» **MATERIAL PROVIDED**:

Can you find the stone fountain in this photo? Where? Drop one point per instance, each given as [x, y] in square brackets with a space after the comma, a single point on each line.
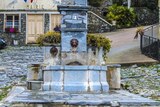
[73, 67]
[72, 74]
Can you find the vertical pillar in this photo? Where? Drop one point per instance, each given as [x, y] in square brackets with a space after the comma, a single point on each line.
[129, 3]
[46, 23]
[159, 17]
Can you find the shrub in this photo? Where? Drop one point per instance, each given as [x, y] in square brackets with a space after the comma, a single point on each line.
[99, 41]
[95, 3]
[123, 16]
[49, 37]
[93, 40]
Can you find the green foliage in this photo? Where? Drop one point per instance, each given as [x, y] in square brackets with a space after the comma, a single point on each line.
[49, 37]
[123, 16]
[95, 3]
[99, 41]
[94, 40]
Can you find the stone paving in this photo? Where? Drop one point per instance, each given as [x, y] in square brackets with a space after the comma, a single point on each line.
[125, 49]
[117, 98]
[14, 61]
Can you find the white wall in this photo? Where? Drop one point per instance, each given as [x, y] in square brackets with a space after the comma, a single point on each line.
[36, 4]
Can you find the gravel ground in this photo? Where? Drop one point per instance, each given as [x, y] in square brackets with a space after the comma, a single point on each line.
[14, 61]
[143, 80]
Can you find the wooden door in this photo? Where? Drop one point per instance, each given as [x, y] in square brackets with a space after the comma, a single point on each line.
[35, 27]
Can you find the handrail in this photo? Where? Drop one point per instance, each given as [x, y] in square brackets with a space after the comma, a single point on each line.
[100, 18]
[151, 26]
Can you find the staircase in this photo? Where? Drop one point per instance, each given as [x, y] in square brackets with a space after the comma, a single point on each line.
[96, 24]
[150, 43]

» **TASK BRIEF**: Exactly the lines from the one containing "Can you find the handrail" to the last line of the entries above must be duplicated, with both of those lines included and nothing more.

» **RESULT OF THE EXERCISE**:
Can you find the handrail in this photo? Where? Drop one point per instance, each given as [x, y] in square brackets with a space after the comma, a single point on each line.
[100, 18]
[151, 26]
Can you find the staircase in this photo? Where? Drop one point per instance, each given as [x, y] in square brackets with a space after the comma, a single point on each line.
[96, 24]
[150, 43]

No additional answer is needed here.